▶ **Supplied material**:

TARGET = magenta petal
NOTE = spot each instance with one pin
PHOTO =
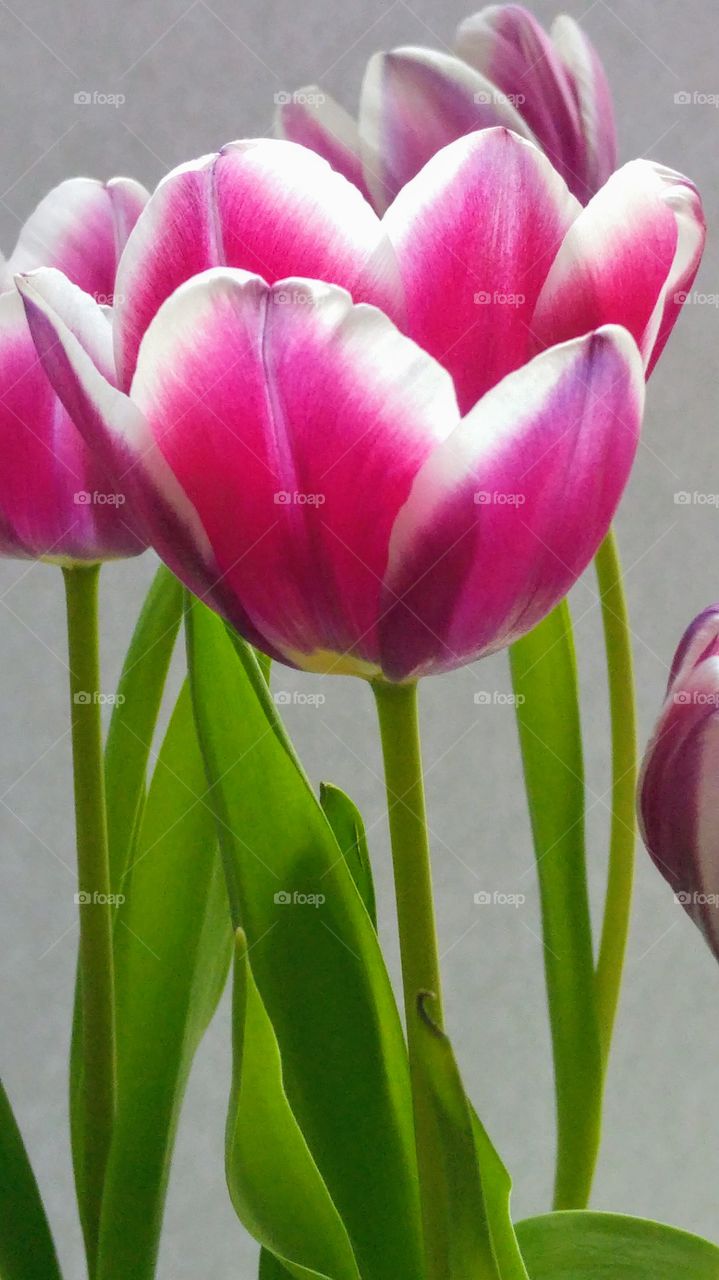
(475, 234)
(81, 228)
(293, 426)
(628, 259)
(266, 206)
(508, 512)
(416, 101)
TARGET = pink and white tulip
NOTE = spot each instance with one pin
(56, 501)
(678, 789)
(385, 374)
(505, 72)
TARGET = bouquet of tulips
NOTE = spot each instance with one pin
(372, 392)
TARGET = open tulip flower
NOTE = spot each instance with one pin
(507, 71)
(376, 446)
(677, 790)
(55, 499)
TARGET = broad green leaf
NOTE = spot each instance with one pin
(173, 944)
(346, 821)
(26, 1246)
(275, 1187)
(134, 716)
(315, 956)
(544, 672)
(474, 1185)
(612, 1247)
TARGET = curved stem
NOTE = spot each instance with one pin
(96, 979)
(397, 711)
(618, 905)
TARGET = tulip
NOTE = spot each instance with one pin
(507, 71)
(678, 784)
(344, 498)
(56, 502)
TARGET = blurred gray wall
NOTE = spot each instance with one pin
(195, 76)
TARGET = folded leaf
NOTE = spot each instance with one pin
(474, 1184)
(610, 1247)
(274, 1183)
(544, 672)
(26, 1246)
(315, 956)
(173, 944)
(346, 821)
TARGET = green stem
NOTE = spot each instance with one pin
(96, 981)
(618, 905)
(397, 711)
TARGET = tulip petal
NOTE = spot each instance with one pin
(592, 95)
(266, 206)
(416, 101)
(628, 259)
(508, 512)
(306, 417)
(475, 234)
(508, 45)
(55, 499)
(316, 120)
(81, 228)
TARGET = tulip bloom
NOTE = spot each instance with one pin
(507, 72)
(404, 472)
(56, 502)
(678, 784)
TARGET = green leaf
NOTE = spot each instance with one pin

▶ **Aim of the exercise**: Write out the data again from the line with "TARGET = tulip petal" through the end of the data, keeping every line, and raise each coordinate in the pin points by 99.

▶ **Response to the task**:
TARGET = tulip petal
NOTE = spot each instance with one pin
(691, 194)
(365, 305)
(515, 200)
(727, 358)
(607, 611)
(405, 516)
(574, 333)
(607, 144)
(154, 598)
(415, 219)
(180, 327)
TARGET = tulip bloom
NOTE = spot each instance with one pin
(606, 171)
(503, 571)
(155, 601)
(777, 883)
TARGET = green leaf
NOTE = spot each instance with one pin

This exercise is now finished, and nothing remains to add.